Task details
Tally how many lines in the records below contain the string "background", and reply with that number alone.
***
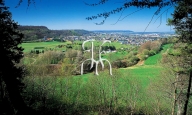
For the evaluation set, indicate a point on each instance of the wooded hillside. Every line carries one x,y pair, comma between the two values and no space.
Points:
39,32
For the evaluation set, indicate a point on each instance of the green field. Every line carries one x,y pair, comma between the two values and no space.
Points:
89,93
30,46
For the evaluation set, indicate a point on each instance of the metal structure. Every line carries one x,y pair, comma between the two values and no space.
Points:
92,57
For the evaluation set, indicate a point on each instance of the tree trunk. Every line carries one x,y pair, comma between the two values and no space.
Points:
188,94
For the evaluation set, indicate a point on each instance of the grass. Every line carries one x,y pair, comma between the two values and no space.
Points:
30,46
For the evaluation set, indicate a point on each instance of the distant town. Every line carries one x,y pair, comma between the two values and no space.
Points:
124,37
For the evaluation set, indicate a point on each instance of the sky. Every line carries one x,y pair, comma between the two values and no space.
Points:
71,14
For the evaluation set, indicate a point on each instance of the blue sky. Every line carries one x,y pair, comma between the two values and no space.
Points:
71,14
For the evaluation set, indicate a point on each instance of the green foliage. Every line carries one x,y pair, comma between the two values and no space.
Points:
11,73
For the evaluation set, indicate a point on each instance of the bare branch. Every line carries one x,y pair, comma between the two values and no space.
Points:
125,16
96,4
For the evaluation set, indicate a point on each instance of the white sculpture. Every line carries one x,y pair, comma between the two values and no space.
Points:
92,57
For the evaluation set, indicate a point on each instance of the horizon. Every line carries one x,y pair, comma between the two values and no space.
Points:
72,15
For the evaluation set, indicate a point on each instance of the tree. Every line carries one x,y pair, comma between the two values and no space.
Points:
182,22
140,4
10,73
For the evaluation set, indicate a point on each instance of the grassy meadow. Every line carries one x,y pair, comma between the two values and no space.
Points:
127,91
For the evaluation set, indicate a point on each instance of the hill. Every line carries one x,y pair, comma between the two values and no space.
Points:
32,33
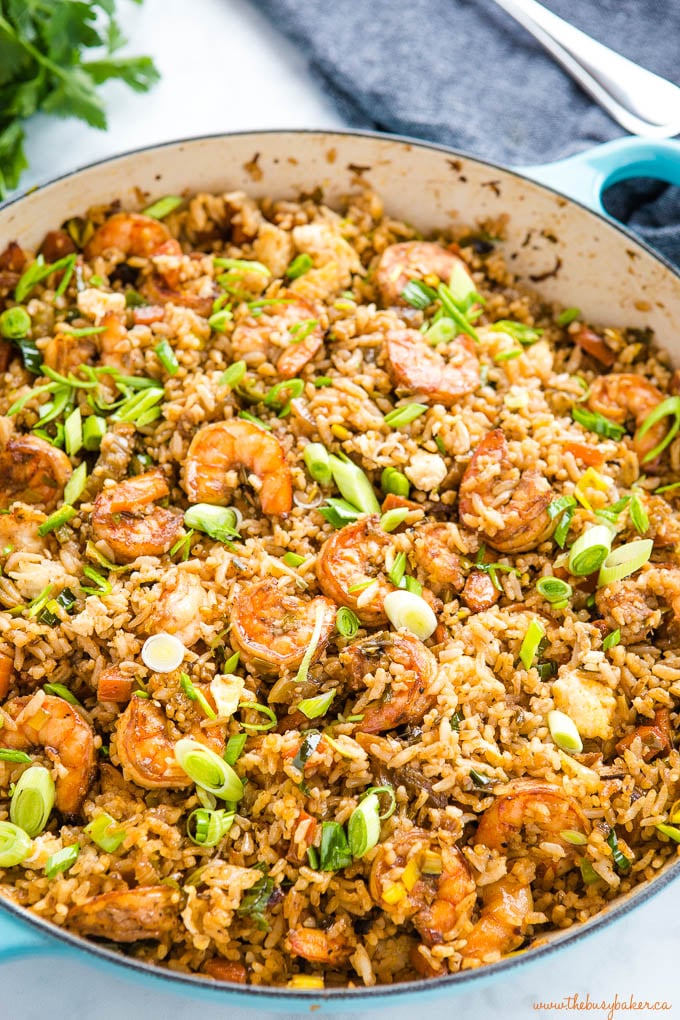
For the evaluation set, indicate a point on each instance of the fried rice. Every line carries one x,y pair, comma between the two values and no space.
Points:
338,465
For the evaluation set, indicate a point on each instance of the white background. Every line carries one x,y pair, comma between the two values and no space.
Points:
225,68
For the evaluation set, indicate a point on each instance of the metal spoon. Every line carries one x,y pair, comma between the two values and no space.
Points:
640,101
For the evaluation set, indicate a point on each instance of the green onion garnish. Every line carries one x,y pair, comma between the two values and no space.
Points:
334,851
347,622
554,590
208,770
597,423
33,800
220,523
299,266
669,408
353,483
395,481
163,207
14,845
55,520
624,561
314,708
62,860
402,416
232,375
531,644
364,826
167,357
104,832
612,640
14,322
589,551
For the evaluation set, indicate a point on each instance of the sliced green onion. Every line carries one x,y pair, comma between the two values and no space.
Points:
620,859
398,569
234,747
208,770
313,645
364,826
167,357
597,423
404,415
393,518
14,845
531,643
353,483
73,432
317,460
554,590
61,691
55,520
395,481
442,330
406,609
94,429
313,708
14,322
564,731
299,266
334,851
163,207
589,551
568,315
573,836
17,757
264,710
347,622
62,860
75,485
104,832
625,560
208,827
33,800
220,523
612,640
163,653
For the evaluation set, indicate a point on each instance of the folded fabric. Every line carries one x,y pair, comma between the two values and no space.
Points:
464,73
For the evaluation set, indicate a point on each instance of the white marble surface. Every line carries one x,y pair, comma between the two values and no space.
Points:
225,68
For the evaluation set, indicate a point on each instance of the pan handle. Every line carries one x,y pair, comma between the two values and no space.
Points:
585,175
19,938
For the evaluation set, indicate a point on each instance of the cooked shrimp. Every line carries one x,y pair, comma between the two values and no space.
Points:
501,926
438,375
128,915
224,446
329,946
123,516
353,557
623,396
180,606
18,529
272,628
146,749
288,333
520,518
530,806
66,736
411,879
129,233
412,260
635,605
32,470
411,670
***
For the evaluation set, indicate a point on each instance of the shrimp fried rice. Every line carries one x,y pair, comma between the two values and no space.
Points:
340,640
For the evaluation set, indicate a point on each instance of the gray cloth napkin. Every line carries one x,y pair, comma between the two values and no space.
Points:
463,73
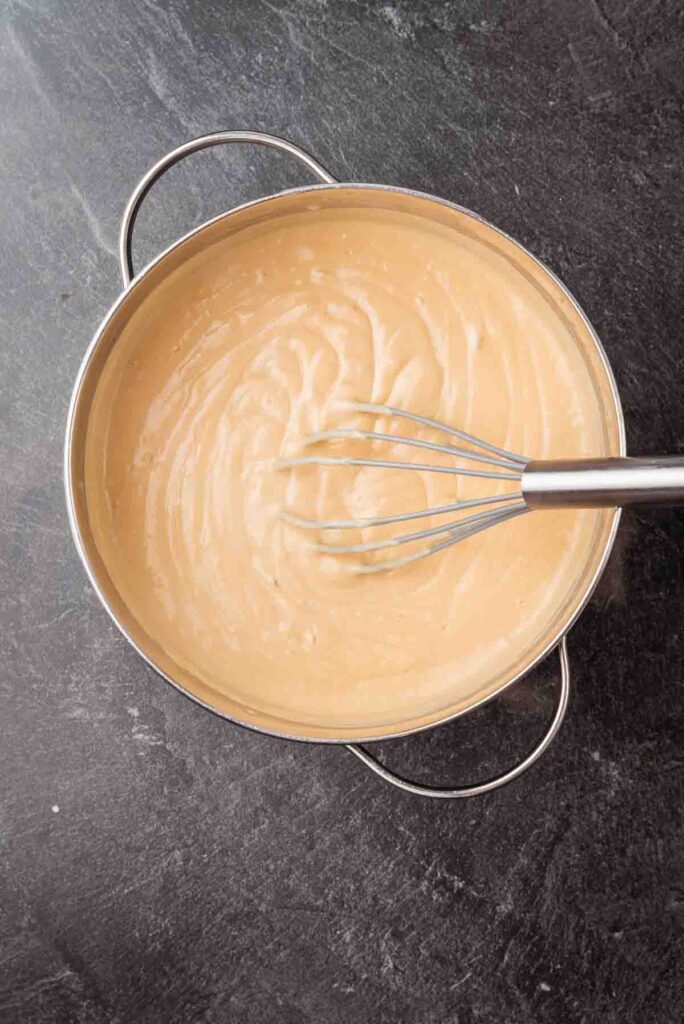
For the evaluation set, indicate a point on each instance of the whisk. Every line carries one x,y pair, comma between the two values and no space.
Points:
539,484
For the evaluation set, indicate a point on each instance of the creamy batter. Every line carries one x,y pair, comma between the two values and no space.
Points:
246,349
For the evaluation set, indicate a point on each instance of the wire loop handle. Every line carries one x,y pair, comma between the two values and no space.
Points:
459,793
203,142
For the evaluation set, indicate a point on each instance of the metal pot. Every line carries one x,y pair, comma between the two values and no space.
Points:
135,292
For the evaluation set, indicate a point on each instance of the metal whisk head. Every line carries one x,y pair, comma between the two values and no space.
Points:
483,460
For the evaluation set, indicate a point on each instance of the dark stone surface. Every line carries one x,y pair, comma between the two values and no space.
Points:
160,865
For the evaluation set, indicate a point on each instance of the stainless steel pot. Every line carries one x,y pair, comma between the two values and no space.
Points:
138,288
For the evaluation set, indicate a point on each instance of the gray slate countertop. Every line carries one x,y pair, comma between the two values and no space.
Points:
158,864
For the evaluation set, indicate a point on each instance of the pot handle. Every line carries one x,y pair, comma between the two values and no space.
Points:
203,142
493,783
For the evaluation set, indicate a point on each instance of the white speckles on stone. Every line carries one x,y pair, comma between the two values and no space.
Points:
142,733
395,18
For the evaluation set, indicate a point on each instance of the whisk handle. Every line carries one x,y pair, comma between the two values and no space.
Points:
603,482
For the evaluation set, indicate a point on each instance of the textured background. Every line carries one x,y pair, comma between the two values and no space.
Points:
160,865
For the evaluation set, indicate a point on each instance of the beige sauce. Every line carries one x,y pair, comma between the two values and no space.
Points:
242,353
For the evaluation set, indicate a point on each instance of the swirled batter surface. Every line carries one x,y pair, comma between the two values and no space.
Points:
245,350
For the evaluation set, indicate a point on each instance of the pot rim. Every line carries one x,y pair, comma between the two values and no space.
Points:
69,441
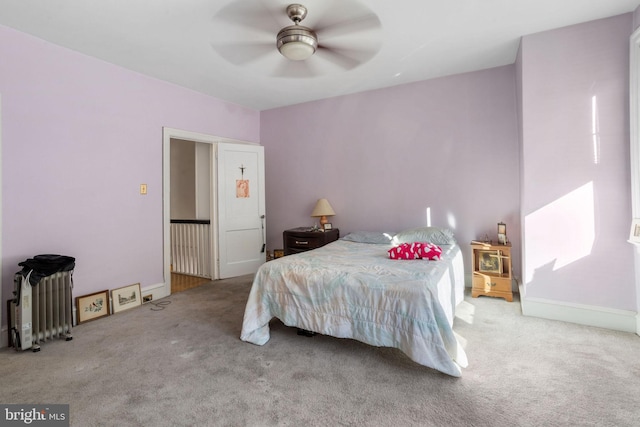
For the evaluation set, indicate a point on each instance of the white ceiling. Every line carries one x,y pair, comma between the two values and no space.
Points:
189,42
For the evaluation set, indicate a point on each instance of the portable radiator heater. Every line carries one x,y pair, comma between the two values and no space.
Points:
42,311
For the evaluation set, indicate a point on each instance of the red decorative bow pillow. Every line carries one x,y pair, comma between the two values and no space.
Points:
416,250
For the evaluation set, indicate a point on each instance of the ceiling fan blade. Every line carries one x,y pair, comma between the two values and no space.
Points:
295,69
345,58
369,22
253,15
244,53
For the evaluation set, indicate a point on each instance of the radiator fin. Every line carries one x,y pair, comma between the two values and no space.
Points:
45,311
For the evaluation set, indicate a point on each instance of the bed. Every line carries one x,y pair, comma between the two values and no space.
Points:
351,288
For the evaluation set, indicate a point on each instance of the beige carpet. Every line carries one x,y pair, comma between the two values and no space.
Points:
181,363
***
Full response
2